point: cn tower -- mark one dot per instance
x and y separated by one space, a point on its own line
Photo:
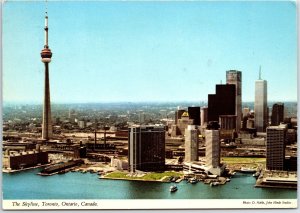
46 55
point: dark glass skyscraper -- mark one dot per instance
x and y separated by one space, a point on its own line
221 103
277 114
194 113
146 148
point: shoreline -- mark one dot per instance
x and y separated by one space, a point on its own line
24 169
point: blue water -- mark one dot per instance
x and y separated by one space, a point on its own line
75 185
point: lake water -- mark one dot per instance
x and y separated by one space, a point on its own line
75 185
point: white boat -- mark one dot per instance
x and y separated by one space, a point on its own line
247 170
173 188
193 180
214 183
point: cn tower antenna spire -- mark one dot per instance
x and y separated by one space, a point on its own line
46 55
46 26
259 77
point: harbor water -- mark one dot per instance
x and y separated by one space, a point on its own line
76 185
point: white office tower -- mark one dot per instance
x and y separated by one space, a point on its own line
191 143
213 151
260 105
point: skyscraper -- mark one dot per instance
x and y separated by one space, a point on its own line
260 105
183 122
221 103
277 114
191 143
178 114
203 115
46 55
213 149
194 113
276 147
235 77
146 148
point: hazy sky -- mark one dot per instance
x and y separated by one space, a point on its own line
148 51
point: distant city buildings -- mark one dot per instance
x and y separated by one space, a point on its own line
235 77
191 143
146 148
260 105
276 136
277 114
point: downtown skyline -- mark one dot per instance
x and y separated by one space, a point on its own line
148 51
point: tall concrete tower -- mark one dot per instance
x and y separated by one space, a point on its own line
260 104
235 77
46 55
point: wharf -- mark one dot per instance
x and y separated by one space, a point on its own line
24 169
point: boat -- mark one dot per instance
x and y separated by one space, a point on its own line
193 180
61 172
247 170
173 188
256 174
214 183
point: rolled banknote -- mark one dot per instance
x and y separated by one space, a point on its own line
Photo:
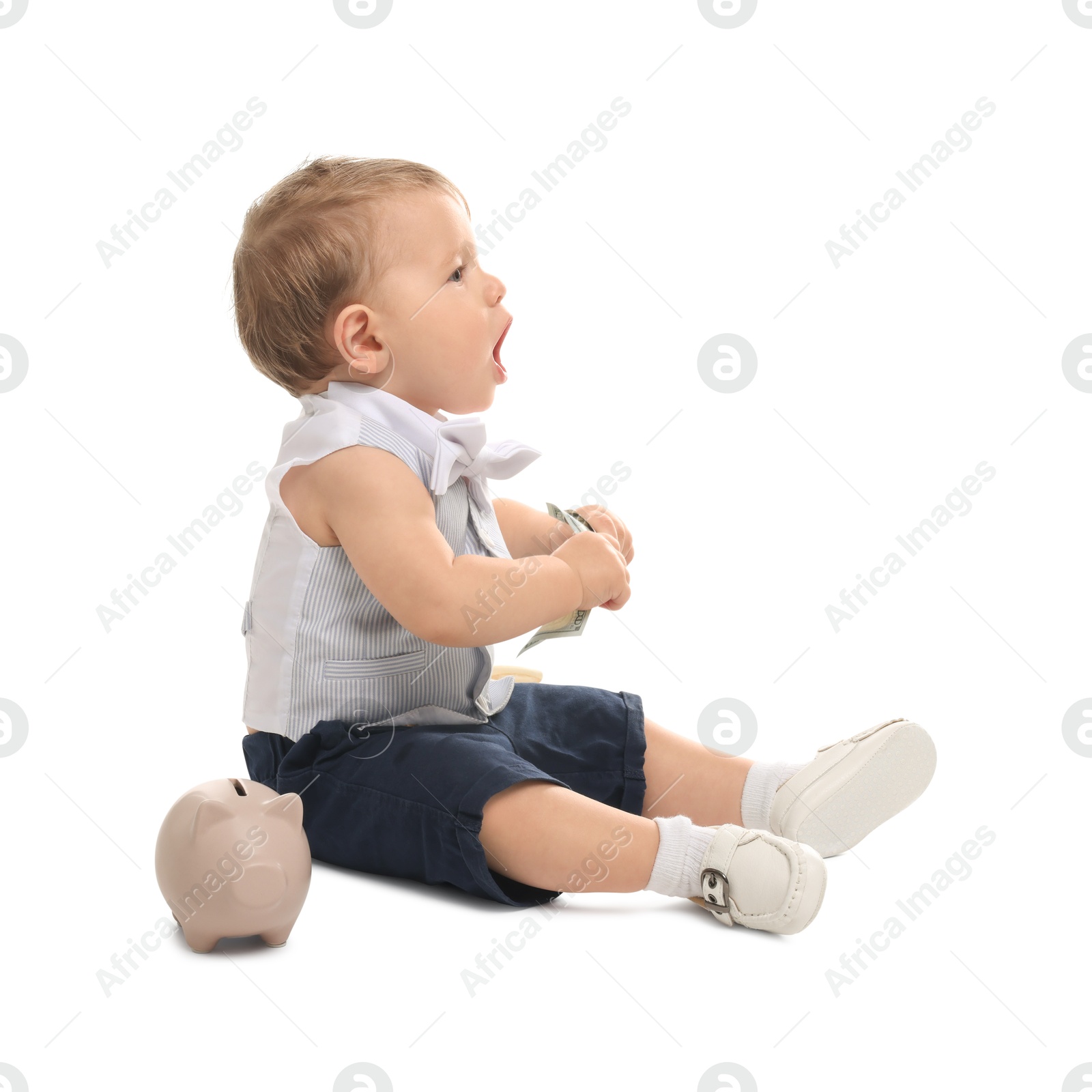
573 624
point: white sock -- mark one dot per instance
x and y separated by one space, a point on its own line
764 780
677 867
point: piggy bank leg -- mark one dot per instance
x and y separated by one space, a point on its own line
201 943
276 938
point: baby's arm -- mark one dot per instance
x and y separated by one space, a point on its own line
385 520
527 531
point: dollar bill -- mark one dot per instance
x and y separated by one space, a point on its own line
573 624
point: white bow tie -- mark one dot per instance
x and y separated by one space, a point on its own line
462 451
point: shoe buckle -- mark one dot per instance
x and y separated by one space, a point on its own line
707 885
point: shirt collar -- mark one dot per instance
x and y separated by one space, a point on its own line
457 447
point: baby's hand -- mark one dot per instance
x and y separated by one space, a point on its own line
611 524
599 562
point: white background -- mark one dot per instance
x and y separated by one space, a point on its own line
880 386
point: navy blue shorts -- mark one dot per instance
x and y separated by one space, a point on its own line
407 801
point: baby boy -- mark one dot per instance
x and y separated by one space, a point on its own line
371 687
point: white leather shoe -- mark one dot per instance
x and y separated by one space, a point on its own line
850 788
757 879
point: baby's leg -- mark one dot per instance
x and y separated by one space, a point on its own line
685 778
549 837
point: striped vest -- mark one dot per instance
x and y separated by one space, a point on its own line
319 644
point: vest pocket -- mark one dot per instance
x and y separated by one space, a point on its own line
377 667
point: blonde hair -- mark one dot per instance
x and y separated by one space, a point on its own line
311 246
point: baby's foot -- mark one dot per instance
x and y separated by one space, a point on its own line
757 879
850 788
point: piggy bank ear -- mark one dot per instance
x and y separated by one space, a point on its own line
289 806
209 811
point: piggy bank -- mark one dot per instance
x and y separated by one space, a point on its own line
233 861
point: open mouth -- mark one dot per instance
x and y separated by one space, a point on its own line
496 349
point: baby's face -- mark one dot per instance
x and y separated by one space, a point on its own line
440 316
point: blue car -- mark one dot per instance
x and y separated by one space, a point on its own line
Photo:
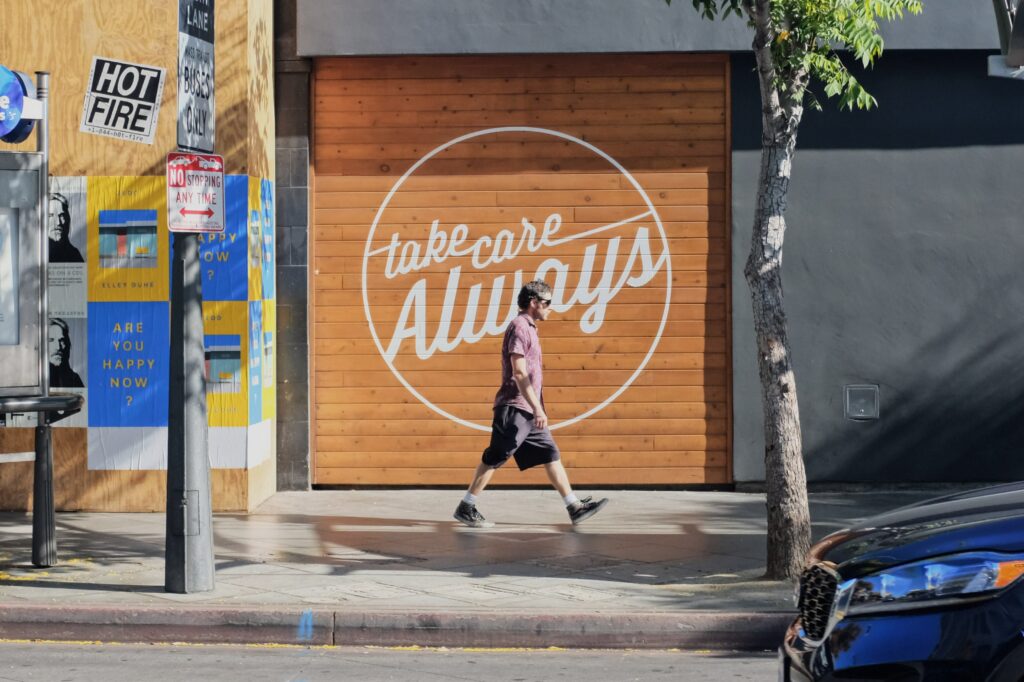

■ Task objective ■
Extract every line in the entries above that contains the string "boat".

■ Answer to the exercise ■
point: white boat -- mark one dot per instance
point: boat -- mark one dot per instance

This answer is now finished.